Wednesday, February 6, 2008

The Year. 2. The most perfect day I've ever seen.

2. Radiohead - In Rainbows
It's up to you.

So we move to within inches of finishing the list that I expected to be done with by Christmas. There are hurricanes of bullshit blowing around this album from every corner (including that which I contributed to Analogue), and that’s difficult to ignore. Everyone span it differently. From the extreme right, people like Forbes fucking magazine and Paul McGuinness denounced for killing the business. From the far left, impoverished musicians denounced it because it was letting people think that music doesn’t have an intrinsic value. From the middle, people scowled and looked for ulterior motives. Fuck all those people. Including me. This is a great album.

In Rainbows is the sound of Radiohead emerging from the end of a dark tunnel. Kid A, Amnesiac and Hail To Thief was a trilogy of particularly fearful albums, mired in negative vibes. Trace a line from The Bends to Hail To The Thief. Gloom goes up. So does the feeling that Thom Yorke is an unsalvageable lunatic. The line stops at In Rainbows. The Eraser seems to be the end of entire albums of intense paranoia. While In Rainbows isn’t exactly what you’d describe as “happy”, there’s a definite hope involved that doesn’t come into the gloomy trilogy. The claustrophobia is gone, replaced by sparse instrumentation and heaps of reverb. Renowned composer Jonny Greenwood lends strings. Some of the least loaded and best, most simple Radiohead songs ever appear. We are reminded (for the thousandth time) of exactly how great a singer Thom Yorke is.

Dataset extract:
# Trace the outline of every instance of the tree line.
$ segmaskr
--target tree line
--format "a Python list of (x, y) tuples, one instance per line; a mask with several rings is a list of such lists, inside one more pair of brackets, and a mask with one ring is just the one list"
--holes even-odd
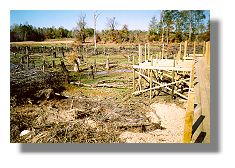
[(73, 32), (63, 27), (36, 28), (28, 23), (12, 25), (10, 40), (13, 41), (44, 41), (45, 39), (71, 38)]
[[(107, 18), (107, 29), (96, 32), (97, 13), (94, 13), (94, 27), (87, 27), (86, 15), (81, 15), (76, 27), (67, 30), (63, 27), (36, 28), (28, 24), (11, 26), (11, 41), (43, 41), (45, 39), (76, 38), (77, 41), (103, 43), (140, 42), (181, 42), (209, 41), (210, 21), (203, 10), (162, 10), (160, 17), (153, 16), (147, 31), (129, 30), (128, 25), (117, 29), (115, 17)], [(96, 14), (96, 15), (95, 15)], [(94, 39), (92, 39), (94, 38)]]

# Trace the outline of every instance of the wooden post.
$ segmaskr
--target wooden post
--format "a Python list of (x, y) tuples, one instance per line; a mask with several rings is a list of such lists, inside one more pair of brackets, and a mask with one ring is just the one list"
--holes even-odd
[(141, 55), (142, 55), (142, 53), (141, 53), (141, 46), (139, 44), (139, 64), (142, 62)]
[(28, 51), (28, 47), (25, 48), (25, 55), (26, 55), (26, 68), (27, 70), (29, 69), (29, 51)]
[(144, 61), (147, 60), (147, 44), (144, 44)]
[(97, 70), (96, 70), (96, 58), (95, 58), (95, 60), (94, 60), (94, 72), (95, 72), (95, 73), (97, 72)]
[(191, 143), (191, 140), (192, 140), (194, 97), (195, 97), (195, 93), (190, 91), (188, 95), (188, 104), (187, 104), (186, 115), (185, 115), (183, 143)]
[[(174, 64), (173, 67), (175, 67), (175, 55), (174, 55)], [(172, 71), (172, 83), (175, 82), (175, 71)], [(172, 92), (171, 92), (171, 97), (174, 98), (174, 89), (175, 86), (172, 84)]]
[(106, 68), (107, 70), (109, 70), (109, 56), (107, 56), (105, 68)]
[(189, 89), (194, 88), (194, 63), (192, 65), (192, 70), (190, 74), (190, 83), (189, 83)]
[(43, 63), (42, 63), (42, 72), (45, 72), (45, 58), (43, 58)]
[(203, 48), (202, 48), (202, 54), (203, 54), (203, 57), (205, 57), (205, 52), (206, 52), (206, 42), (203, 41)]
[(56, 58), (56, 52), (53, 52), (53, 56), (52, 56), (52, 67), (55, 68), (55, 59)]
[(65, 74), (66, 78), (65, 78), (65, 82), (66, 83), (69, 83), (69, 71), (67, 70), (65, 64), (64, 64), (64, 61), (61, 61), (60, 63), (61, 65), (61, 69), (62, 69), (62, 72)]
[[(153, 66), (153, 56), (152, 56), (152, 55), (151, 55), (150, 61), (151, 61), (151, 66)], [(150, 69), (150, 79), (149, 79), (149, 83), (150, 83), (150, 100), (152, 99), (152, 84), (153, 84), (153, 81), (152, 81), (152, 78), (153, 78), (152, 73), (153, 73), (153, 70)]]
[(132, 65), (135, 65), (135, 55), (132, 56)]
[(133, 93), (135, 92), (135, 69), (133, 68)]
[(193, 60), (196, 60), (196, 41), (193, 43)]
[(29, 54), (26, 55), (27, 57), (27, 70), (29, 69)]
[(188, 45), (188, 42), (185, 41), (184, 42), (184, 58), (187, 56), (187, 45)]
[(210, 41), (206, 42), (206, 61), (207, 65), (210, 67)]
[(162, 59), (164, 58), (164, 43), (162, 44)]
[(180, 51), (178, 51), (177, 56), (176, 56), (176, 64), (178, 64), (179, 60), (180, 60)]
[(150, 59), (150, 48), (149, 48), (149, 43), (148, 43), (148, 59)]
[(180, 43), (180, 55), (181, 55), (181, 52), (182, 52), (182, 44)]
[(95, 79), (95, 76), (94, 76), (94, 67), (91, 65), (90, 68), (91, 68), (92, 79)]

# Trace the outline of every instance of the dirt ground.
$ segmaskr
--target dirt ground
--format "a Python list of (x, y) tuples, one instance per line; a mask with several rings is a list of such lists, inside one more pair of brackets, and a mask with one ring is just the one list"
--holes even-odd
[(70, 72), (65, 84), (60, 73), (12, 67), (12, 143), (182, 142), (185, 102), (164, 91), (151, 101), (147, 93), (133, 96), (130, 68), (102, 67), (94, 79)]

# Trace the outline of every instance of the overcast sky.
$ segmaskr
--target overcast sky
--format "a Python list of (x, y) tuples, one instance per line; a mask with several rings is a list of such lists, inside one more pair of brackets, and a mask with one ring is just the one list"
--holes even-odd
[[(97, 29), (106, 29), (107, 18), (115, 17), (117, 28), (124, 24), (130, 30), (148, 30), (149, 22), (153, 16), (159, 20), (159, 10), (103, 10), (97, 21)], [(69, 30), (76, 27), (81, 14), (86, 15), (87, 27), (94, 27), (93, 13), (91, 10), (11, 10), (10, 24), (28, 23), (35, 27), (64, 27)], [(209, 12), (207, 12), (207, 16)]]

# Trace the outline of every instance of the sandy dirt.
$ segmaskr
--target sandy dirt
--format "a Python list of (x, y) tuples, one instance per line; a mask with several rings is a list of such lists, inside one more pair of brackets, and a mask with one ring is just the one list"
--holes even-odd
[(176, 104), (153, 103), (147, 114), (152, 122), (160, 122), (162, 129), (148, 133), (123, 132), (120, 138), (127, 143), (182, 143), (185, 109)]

Task statement:
Can you reproduce, word for word, everything in the In Rainbows review above from "So we move to" down to "a great album."?

Exercise output:
So we move to within inches of finishing the list that I expected to be done with by Christmas. There are hurricanes of bullshit blowing around this album from every corner (including that which I contributed to Analogue), and that’s difficult to ignore. Everyone span it differently. From the extreme right, people like Forbes fucking magazine and Paul McGuinness denounced for killing the business. From the far left, impoverished musicians denounced it because it was letting people think that music doesn’t have an intrinsic value. From the middle, people scowled and looked for ulterior motives. Fuck all those people. Including me. This is a great album.